SET EXERCISE:
Copy out the lines below word for word, leaving out the pictures.

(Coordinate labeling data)
** begin **
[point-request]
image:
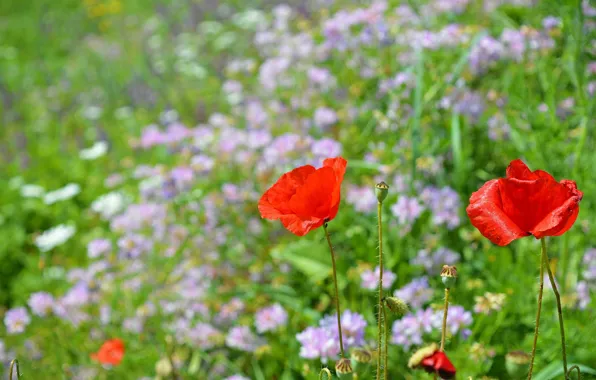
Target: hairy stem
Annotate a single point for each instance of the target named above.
(380, 306)
(559, 310)
(14, 363)
(540, 290)
(445, 312)
(385, 366)
(337, 307)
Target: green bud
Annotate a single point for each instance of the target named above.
(381, 191)
(343, 369)
(361, 358)
(449, 276)
(396, 306)
(517, 363)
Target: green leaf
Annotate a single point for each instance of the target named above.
(555, 370)
(309, 257)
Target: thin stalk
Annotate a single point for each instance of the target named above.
(559, 310)
(14, 363)
(540, 291)
(385, 366)
(445, 312)
(380, 305)
(341, 341)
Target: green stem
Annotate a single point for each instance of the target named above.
(579, 374)
(385, 365)
(445, 312)
(540, 291)
(14, 363)
(341, 341)
(380, 305)
(559, 310)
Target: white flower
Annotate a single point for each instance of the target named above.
(54, 237)
(97, 150)
(110, 204)
(32, 191)
(62, 194)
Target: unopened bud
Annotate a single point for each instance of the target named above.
(343, 369)
(517, 363)
(381, 191)
(396, 306)
(449, 276)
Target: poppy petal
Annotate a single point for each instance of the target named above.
(313, 198)
(558, 221)
(275, 202)
(298, 226)
(486, 214)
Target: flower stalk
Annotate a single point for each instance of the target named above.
(540, 291)
(445, 312)
(546, 263)
(337, 306)
(381, 190)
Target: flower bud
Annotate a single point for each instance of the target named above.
(361, 358)
(381, 191)
(343, 369)
(517, 363)
(396, 306)
(449, 276)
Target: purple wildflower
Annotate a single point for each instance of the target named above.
(434, 261)
(416, 293)
(370, 279)
(41, 303)
(407, 210)
(98, 247)
(270, 318)
(362, 198)
(324, 117)
(241, 338)
(16, 320)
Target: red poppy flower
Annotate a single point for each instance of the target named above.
(111, 352)
(432, 360)
(524, 203)
(305, 198)
(439, 363)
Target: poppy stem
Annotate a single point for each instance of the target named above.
(341, 341)
(445, 312)
(559, 310)
(386, 343)
(380, 308)
(540, 291)
(14, 363)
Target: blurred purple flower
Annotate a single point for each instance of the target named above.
(241, 338)
(98, 247)
(407, 210)
(434, 261)
(370, 279)
(416, 293)
(270, 318)
(41, 303)
(16, 320)
(363, 198)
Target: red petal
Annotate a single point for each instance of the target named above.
(313, 198)
(444, 366)
(299, 226)
(537, 205)
(275, 202)
(486, 214)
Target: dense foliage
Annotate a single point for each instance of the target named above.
(138, 136)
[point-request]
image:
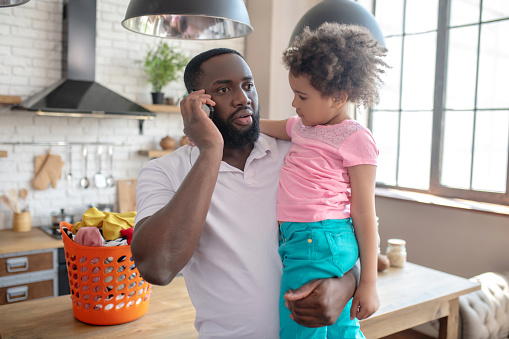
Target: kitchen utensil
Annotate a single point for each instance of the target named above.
(23, 195)
(109, 180)
(57, 218)
(126, 195)
(7, 202)
(69, 156)
(13, 194)
(21, 222)
(84, 182)
(99, 178)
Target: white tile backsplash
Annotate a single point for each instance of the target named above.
(30, 61)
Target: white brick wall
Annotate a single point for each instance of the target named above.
(30, 60)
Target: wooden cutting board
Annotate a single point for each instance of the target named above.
(126, 195)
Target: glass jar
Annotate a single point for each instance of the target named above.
(396, 252)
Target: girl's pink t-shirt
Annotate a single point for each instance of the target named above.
(314, 183)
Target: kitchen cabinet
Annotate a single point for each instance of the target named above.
(10, 99)
(163, 108)
(156, 153)
(28, 275)
(28, 266)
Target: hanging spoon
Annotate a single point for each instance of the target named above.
(69, 174)
(84, 182)
(99, 178)
(109, 180)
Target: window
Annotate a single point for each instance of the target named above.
(442, 124)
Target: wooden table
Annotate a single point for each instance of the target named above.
(415, 295)
(410, 296)
(170, 315)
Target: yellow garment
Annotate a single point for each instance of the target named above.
(110, 222)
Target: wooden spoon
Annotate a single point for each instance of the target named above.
(23, 193)
(13, 194)
(7, 202)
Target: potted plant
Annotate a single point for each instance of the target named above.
(163, 65)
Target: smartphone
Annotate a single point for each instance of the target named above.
(208, 109)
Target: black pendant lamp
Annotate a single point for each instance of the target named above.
(10, 3)
(188, 19)
(343, 12)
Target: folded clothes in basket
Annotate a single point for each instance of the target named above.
(92, 237)
(99, 228)
(111, 223)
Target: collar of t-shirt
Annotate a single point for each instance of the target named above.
(261, 149)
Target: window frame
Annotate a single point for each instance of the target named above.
(439, 109)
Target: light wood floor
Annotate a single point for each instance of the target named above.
(408, 334)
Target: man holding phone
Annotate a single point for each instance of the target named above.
(210, 212)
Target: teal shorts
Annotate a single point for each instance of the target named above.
(315, 250)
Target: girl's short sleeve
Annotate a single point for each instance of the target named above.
(290, 123)
(359, 149)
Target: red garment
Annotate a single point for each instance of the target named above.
(128, 233)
** end **
FULL SOLUTION:
[point-request]
image:
Target: hairy stem
Annotate a single point for each instance of the target named above.
(380, 306)
(559, 310)
(14, 363)
(540, 290)
(445, 312)
(385, 366)
(337, 307)
Target: green bud
Annotate a single point for each instance of the target named above.
(381, 191)
(343, 369)
(361, 358)
(449, 276)
(396, 306)
(517, 363)
Target: green leaf
Annotate a single point for each instance of the target named above.
(555, 370)
(309, 257)
Target: thin stalk
Annotate a single point for each instance of the target named above.
(559, 310)
(14, 363)
(540, 291)
(385, 366)
(445, 312)
(380, 305)
(341, 341)
Target: green stem
Annotate a single point for each instance of the target named above.
(579, 374)
(385, 365)
(445, 312)
(540, 291)
(14, 363)
(341, 341)
(380, 305)
(559, 310)
Target: white flower
Annotate a single point for each instance of the target named above.
(54, 237)
(97, 150)
(110, 204)
(32, 191)
(62, 194)
Target: unopened bud
Annotate a single point for each instance of the target named above.
(343, 369)
(517, 363)
(381, 191)
(396, 306)
(449, 276)
Target: poppy petal
Annotate a single point for each instance of the target named above.
(313, 198)
(558, 221)
(275, 202)
(298, 226)
(486, 214)
Target: flower stalk
Annotate a single point for each instance of the target named above.
(540, 291)
(445, 312)
(546, 263)
(337, 306)
(381, 190)
Target: flower bud
Annotate a single point for each instance of the target named above.
(361, 358)
(381, 191)
(343, 369)
(517, 363)
(396, 306)
(449, 276)
Target: purple wildflower
Annotate a single point for each instance of the target named above.
(434, 261)
(416, 293)
(370, 279)
(41, 303)
(407, 210)
(98, 247)
(270, 318)
(362, 198)
(324, 117)
(241, 338)
(16, 320)
Target: red poppy flower
Annotate a single point for each instance of the target named above.
(111, 352)
(432, 360)
(524, 203)
(305, 198)
(439, 363)
Target: poppy stem
Annotate a single point for each instance of the target named above.
(341, 341)
(445, 312)
(559, 310)
(386, 343)
(380, 308)
(540, 291)
(14, 363)
Target: blurred purple flower
Annotate a single point for each instance of the target named above.
(241, 338)
(98, 247)
(407, 210)
(434, 261)
(370, 279)
(416, 293)
(270, 318)
(41, 303)
(16, 320)
(363, 198)
Target: red petal
Annotate a single point for each instance of the target named above.
(313, 198)
(444, 366)
(299, 226)
(537, 205)
(275, 202)
(486, 214)
Target: dense foliage
Annotate a single point for each instance of the target named above.
(138, 136)
[point-request]
image:
Target: kitchen utensil
Annotate a single point for each instance of the target named above.
(23, 195)
(109, 180)
(57, 218)
(126, 195)
(7, 202)
(69, 156)
(13, 194)
(21, 222)
(84, 182)
(99, 178)
Target: white tile backsplash
Annotate a single point for each instance of the target named above.
(30, 61)
Target: white brick wall
Annotate a single point for each instance of the target named above.
(30, 60)
Target: wooden cutting board
Annotate a single point for each instance of the target named above.
(126, 195)
Target: glass jar
Annotate a single point for each instance of the target named above.
(396, 252)
Target: girl's pink t-shirt
Annotate a single point for each instance of the target named above.
(314, 183)
Target: kitchen cabinet
Annotate a single point for each instance of the target named above.
(10, 99)
(163, 108)
(156, 153)
(28, 275)
(28, 266)
Target: hanging spoon
Annotate a single point for each instance of the target named above.
(69, 174)
(84, 182)
(99, 178)
(109, 180)
Target: window
Annotate a single point for each instance of the target named above.
(442, 124)
Target: wooden table
Annotate a single point for each instance of the target named above.
(415, 295)
(410, 296)
(170, 315)
Target: yellow garment
Annotate a single point for each instance of the target named above.
(110, 222)
Target: wooden spoon
Annotate a single point for each instance of the target named above.
(23, 193)
(13, 194)
(7, 202)
Target: potted plant
Annotate a single point for each instance of the target named above.
(163, 65)
Target: smartphone
Annotate a single point for each instance of the target named above.
(208, 109)
Target: black pendant lamp
Annotate a single point for each instance of the target named above.
(10, 3)
(188, 19)
(343, 12)
Target: folded clothes in basket
Annotate a single point for each instance of the target named above.
(92, 237)
(99, 228)
(111, 223)
Target: collar of t-shirt
Annotate a single point for each instance of the target named above.
(261, 149)
Target: window frame
Annotate a single point for each instance of the target named above.
(439, 109)
Target: light wood floor
Annotate a single point for each instance of the target named above.
(408, 334)
Target: man holding phone
Annotate a single point for each instance of the target named above.
(210, 212)
Target: teal shorts
Annotate a single point for each instance of the target named above.
(315, 250)
Target: girl's short sleeve
Annotate a single point for each instance of the target named above.
(290, 123)
(359, 149)
Target: red garment
Annotate a single point for each instance of the target named above.
(128, 233)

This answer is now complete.